Image location labeling entries:

────

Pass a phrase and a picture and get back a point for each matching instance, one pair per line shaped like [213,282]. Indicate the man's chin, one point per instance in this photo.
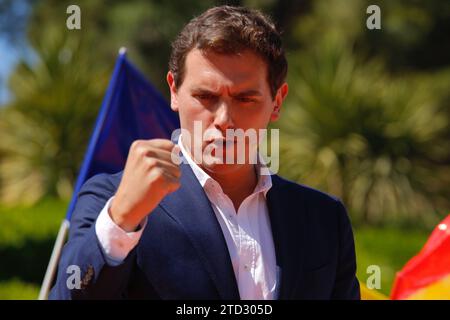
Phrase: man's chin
[217,166]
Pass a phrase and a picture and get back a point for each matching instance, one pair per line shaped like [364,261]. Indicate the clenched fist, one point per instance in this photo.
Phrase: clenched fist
[149,175]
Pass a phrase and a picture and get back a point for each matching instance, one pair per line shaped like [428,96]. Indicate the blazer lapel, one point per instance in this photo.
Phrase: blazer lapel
[289,236]
[190,207]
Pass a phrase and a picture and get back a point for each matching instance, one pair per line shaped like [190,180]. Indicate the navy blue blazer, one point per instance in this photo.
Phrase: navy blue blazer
[182,253]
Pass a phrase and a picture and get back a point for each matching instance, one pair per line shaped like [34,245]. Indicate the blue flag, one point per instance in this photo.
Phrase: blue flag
[132,109]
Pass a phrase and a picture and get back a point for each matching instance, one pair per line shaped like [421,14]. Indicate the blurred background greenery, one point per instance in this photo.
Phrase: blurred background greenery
[367,117]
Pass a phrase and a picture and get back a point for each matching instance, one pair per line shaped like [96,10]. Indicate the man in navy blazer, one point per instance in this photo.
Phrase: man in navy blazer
[158,230]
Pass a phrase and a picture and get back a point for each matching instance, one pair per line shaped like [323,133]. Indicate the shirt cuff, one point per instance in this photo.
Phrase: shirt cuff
[115,242]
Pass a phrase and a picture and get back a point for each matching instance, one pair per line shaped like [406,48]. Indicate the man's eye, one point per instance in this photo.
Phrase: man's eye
[205,96]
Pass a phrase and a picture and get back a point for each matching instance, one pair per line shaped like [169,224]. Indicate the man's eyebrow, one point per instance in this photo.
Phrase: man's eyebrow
[246,93]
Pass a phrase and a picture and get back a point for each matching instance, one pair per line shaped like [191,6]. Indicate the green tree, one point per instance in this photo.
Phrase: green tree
[46,127]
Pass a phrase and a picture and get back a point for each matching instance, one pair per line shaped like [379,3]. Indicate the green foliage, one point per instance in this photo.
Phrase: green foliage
[18,290]
[46,128]
[27,235]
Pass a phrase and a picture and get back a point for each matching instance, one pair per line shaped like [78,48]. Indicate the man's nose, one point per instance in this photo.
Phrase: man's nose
[223,118]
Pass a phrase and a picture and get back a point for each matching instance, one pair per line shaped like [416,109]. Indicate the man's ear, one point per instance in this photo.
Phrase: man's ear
[278,101]
[173,91]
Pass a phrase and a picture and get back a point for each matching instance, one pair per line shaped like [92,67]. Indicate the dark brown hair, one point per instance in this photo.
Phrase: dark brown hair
[231,30]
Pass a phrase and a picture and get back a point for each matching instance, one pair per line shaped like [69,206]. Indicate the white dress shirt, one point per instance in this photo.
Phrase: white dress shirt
[247,234]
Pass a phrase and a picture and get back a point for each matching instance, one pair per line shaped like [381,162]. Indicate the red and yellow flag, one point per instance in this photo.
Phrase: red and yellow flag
[427,275]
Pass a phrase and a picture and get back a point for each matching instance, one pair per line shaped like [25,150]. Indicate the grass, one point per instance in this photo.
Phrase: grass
[27,235]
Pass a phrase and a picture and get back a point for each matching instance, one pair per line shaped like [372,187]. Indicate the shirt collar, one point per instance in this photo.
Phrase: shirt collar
[264,181]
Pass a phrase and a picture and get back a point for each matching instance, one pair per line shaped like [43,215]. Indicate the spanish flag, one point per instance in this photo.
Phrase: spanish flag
[427,275]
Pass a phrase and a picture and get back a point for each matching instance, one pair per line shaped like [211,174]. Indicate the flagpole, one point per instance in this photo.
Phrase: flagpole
[64,228]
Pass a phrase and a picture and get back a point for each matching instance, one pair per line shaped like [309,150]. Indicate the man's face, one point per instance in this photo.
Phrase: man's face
[223,92]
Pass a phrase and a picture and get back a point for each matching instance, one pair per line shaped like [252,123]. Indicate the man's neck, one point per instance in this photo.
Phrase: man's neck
[238,184]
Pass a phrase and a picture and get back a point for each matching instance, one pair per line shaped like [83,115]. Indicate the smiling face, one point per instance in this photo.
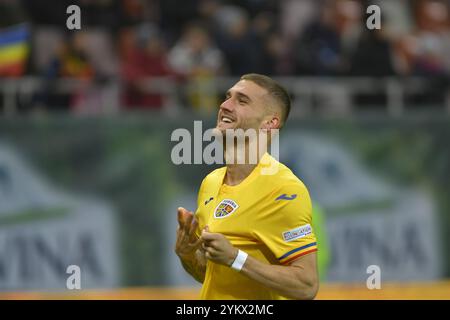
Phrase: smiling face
[247,106]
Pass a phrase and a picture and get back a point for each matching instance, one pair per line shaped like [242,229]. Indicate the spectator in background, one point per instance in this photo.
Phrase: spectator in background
[372,56]
[144,57]
[199,60]
[433,39]
[318,50]
[70,62]
[241,47]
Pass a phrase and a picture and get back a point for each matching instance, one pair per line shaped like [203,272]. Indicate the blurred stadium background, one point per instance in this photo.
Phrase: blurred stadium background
[86,116]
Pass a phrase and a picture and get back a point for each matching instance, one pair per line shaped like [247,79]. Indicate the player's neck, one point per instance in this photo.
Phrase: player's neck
[236,173]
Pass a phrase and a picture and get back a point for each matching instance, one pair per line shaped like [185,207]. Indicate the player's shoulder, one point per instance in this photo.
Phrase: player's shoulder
[285,179]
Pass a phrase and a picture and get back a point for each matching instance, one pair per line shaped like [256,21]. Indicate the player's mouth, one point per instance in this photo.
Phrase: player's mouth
[226,120]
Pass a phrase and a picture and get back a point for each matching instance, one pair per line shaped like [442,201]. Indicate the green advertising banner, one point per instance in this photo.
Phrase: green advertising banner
[102,193]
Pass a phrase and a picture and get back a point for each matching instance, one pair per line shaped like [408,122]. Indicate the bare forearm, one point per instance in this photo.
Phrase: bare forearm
[195,265]
[291,281]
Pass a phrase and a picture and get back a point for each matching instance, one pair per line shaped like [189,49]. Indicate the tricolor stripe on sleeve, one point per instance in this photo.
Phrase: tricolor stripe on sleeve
[298,252]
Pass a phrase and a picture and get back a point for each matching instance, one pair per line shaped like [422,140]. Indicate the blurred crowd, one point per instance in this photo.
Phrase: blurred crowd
[194,41]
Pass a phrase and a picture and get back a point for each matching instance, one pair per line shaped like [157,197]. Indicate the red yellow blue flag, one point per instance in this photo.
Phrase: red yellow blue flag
[14,49]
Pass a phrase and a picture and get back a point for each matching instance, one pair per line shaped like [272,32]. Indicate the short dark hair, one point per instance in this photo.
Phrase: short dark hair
[275,90]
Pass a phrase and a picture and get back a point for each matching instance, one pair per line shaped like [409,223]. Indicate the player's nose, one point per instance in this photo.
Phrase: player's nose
[227,105]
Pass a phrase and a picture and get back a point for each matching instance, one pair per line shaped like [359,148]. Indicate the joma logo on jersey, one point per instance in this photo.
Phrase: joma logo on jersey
[297,233]
[225,208]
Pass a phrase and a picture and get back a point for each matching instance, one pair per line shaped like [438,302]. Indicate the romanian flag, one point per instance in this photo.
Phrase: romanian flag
[14,48]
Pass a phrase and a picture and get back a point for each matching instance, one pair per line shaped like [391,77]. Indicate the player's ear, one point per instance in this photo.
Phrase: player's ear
[272,123]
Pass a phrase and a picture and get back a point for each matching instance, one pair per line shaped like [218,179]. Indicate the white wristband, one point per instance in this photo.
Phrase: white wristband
[239,261]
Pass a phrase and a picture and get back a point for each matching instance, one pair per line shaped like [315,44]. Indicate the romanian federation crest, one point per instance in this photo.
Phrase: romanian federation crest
[225,208]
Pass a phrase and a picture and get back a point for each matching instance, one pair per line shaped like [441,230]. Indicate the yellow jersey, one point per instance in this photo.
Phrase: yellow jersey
[267,216]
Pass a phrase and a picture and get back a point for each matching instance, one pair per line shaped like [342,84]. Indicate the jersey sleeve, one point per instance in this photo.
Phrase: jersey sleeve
[286,226]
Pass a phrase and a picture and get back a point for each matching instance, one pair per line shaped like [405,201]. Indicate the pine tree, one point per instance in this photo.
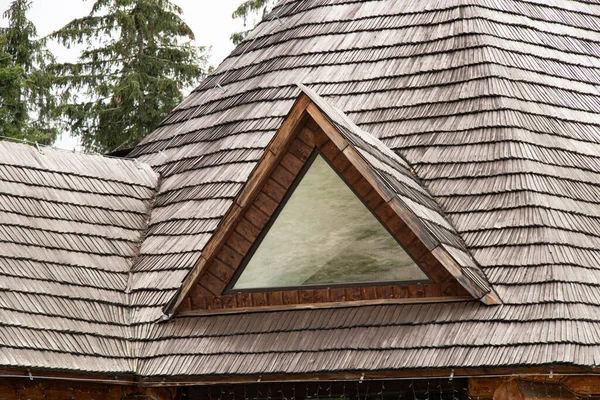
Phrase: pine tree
[138,59]
[251,11]
[26,100]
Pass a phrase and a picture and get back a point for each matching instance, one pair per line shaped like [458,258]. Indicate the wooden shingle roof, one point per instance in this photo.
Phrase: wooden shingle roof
[493,103]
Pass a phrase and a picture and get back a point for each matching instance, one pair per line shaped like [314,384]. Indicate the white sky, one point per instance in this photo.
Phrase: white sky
[210,20]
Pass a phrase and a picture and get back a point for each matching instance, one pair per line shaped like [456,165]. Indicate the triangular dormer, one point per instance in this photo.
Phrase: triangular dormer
[319,149]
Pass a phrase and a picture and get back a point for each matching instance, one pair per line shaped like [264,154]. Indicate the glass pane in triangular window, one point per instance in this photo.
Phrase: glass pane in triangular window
[325,235]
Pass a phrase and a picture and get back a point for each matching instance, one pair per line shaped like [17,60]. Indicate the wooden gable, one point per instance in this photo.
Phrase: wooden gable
[306,131]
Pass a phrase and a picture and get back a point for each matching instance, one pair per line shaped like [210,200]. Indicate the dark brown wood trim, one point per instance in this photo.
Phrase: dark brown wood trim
[305,131]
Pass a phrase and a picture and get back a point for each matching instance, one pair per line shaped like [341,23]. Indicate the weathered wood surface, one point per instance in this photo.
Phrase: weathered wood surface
[70,229]
[377,175]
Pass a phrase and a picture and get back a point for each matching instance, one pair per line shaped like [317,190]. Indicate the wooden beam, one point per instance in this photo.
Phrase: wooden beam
[315,306]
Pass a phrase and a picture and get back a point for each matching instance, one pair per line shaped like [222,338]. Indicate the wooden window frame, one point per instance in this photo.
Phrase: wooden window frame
[229,290]
[274,177]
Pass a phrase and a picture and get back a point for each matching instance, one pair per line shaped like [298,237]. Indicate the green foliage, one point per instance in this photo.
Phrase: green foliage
[250,10]
[138,58]
[26,100]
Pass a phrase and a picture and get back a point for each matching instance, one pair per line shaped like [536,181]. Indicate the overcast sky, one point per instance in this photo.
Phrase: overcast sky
[210,20]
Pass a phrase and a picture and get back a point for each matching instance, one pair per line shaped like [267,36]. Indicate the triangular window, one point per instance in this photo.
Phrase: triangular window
[325,235]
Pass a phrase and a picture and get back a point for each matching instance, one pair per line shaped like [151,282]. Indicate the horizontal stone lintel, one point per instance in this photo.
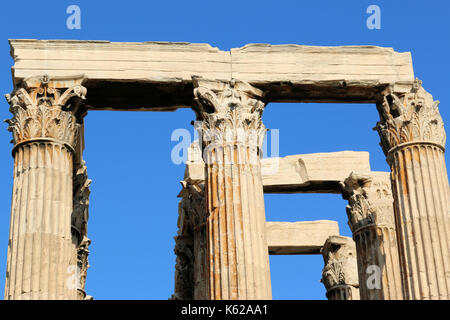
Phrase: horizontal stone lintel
[157,76]
[305,237]
[305,173]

────

▶ **Task details**
Set down nothing but the lines from the one containing "shaped like [267,36]." to the final line above, both included, with every picture left out.

▶ **Answer to this exercise**
Pass a phrase and a picture and get back a point for each matching instance, one pair per line shaped like [267,36]. Indicate the triangular window, one point per instance in this photo.
Phrase: triangular window
[325,235]
Pass a phrase and a picture and get back a point for each matching instance, one pair per line shaped like [151,282]. Indicate the horizontal stone lintel, one point per instance in this photo.
Phrase: horizontal stone lintel
[157,76]
[305,237]
[305,173]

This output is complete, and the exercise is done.